**Text segment**
|---|

ZORBA

Have you ever wondered about the Meaning of Life? If not, you need to smoke more pot. If you have, we've got a musical just for you.

In November 1968, Zorba premiered on Broadway with a score by the Cabaret team, composer John Kander and lyricist Fred Ebb, choreographer Ron Field, and director Hal Prince; plus the bookwriter of Fiddler on the Roof, Joseph Stein. It was based on the popular 1946 novel Zorba the Greek by Nikos Kazantzakis, as well as letters the team found from the real-life Zorba. A successful film version had been made in 1964 starring Anthony Quinn, but the musical returned to the novel for inspiration, and the end product was very different from the film.

The show opens in a bouzouki parlor where a group has gathered to drink and tell stories. They tell the story of Zorba, his philosophy of living life to the fullest, and a dramatic, emotional, tragic, but life affirming encounter with a younger man and with love.

Clive Barnes wrote in the New York Times, "From beginning to end this is a musical with exquisite style and finesse. Prince calculates his efforts like a Mozart. He has learned the principle of the musical as a gesamtumskwerk, the Wagnerian ideal of theatrical unity where every part plays its role in the whole."

So what is this brilliant, rarely produced show all about?

On the surface, Zorba is a wild mix of sex comedy, romantic tragedy, social commentary, and philosophical debate. All in one. Along with some amazing Kander & Ebb songs. I've been telling people that Zorba is very much like their other shows Cabaret and Chicago, except Zorba really isn't cynical, while the other two are almost entirely cynical.

Years ago, I was listening to the Zorba cast album and had a huge revelation. The show's opening song is called "Life Is," in which a bunch of villagers in a bouzouki parlor in Greece debate the meaning of life. It starts with dialogue that segues into singing:
Manolako: So, what should we do now?

Fivos: Want me to sing? Anybody here want me to sing?

Crowd: No!

Konstandi: Shut up!

Manolako: How about a story? Hey, let's tell them a story…

Sofia: What story?

|---|

**Listed entries**
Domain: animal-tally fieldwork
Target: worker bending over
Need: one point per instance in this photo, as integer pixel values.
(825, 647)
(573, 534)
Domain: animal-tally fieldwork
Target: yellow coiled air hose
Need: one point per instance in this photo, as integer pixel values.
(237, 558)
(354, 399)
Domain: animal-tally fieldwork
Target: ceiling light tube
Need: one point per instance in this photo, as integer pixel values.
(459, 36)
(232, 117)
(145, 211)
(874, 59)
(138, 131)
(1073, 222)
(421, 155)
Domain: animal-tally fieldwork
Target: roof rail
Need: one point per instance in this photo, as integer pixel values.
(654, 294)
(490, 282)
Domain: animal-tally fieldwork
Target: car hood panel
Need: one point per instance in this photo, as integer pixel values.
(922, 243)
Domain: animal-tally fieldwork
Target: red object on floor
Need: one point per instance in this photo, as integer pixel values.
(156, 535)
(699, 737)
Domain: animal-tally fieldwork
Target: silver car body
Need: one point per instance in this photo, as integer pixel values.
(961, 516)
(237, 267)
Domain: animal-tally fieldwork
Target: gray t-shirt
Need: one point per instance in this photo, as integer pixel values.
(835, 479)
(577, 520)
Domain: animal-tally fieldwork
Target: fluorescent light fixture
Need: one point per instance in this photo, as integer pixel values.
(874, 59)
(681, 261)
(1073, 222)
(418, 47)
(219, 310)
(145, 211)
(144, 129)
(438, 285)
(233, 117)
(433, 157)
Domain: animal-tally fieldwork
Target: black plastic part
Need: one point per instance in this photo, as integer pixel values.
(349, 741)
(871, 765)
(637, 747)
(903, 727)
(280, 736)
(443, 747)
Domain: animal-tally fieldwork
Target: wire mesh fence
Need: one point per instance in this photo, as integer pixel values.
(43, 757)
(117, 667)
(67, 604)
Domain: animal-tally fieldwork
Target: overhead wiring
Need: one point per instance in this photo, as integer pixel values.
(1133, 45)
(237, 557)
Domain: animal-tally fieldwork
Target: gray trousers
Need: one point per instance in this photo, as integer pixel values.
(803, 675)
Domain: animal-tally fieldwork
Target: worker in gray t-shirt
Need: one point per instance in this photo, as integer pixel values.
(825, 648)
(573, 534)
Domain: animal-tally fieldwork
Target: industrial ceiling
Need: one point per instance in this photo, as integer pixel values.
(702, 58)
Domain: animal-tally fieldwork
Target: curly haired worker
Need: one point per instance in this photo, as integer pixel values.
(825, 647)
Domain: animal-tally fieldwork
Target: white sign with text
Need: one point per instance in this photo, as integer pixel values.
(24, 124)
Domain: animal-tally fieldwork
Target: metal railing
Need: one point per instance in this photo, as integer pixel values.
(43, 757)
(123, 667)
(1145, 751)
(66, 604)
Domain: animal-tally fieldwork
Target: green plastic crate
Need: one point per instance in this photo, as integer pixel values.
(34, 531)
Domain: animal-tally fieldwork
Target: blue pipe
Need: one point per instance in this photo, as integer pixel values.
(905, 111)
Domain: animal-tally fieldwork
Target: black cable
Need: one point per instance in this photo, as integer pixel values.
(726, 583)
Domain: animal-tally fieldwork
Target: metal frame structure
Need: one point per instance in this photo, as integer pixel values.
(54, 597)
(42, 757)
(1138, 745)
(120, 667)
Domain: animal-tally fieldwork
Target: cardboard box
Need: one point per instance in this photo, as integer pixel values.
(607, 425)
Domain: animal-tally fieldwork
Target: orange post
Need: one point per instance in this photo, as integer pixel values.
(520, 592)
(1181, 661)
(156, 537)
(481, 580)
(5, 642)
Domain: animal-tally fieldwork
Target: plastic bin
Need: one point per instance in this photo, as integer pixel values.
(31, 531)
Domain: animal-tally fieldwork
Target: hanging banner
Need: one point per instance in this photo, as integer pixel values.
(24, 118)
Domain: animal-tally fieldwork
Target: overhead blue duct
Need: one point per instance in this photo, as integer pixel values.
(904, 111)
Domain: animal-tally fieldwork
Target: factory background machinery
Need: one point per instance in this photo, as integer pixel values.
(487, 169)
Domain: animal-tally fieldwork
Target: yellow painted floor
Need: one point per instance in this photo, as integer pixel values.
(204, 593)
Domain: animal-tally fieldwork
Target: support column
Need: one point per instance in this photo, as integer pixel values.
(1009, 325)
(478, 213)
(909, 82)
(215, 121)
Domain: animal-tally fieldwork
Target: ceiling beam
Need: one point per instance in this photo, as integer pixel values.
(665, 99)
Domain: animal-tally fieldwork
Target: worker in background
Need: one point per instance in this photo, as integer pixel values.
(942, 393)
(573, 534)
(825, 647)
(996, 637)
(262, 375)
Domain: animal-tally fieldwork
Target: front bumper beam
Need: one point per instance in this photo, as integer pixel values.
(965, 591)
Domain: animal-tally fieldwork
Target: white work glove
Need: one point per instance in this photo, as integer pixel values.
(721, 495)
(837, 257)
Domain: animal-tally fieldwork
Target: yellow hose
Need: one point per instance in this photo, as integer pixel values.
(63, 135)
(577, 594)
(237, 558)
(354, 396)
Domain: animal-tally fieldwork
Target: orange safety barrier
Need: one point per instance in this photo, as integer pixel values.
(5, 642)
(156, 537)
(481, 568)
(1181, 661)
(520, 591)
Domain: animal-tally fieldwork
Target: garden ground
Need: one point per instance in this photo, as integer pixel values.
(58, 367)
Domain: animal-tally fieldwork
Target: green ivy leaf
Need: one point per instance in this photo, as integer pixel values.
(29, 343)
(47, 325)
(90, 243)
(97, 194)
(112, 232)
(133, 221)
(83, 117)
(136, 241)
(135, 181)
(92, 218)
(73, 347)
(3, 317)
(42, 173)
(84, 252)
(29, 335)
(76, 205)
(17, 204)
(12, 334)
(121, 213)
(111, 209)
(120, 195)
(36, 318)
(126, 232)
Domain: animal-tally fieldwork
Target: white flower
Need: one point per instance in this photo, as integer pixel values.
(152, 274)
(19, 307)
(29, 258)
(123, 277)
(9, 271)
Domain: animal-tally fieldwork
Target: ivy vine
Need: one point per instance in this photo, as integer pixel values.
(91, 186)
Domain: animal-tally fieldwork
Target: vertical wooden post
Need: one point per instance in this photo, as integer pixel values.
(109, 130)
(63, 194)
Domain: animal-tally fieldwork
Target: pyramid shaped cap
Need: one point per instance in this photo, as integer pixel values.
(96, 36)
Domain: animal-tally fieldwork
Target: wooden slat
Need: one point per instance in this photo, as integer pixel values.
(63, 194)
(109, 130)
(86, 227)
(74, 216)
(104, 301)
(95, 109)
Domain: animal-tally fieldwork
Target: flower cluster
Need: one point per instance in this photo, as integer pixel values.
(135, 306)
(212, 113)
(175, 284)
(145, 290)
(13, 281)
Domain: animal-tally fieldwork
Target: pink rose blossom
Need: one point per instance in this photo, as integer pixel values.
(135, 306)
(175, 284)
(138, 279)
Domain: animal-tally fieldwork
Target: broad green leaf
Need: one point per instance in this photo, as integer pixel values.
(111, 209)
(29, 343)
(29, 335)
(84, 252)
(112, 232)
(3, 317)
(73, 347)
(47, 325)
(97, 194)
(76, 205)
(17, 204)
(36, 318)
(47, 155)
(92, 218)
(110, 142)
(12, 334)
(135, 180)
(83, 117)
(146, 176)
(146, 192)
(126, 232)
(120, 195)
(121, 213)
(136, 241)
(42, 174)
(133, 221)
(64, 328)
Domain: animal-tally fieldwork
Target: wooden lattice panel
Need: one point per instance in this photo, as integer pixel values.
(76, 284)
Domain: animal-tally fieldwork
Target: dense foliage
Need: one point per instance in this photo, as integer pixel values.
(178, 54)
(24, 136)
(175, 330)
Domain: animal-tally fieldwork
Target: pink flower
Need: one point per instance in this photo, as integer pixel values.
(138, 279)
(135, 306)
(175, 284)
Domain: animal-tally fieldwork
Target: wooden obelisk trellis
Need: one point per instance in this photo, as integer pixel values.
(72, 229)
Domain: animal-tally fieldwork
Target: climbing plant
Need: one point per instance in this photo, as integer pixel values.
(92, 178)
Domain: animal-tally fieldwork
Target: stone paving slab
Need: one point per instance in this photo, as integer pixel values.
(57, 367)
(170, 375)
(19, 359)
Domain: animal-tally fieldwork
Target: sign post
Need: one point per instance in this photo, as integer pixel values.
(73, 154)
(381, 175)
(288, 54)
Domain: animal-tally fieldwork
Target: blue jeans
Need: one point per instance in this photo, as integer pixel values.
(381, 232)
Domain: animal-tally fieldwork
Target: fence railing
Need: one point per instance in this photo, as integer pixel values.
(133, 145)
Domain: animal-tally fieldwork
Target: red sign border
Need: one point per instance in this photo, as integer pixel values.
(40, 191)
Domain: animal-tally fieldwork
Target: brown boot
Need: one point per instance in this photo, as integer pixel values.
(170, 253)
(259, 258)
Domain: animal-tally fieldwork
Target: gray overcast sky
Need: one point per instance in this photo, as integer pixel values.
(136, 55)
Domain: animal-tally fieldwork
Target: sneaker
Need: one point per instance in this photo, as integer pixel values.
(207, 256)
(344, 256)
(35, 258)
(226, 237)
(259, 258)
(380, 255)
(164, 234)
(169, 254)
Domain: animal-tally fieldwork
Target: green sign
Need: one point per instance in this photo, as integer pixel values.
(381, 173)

|---|

**Set problem 1**
Copy everything from "On the surface, Zorba" down to "should we do now?" in the Zorba article, word for word.
**Set problem 2**
According to the Zorba article, who wrote the lyrics for the musical's score?
**Set problem 3**
Give a two-sentence summary of the Zorba article.

**Exercise response 1**
On the surface, Zorba is a wild mix of sex comedy, romantic tragedy, social commentary, and philosophical debate. All in one. Along with some amazing Kander & Ebb songs. I've been telling people that Zorba is very much like their other shows Cabaret and Chicago, except Zorba really isn't cynical, while the other two are almost entirely cynical.

Years ago, I was listening to the Zorba cast album and had a huge revelation. The show's opening song is called "Life Is," in which a bunch of villagers in a bouzouki parlor in Greece debate the meaning of life. It starts with dialogue that segues into singing:
Manolako: So, what should we do now?

**Exercise response 2**
Fred Ebb.

**Exercise response 3**
Zorba, a musical by John Kander and Fred Ebb with a book by Joseph Stein and direction by Hal Prince, premiered on Broadway in November 1968 and was based on Nikos Kazantzakis's 1946 novel Zorba the Greek. The show opens in a bouzouki parlor in Greece, where villagers tell Zorba's story, and it mixes sex comedy, romantic tragedy, social commentary, and philosophical debate without the cynicism of Cabaret and Chicago.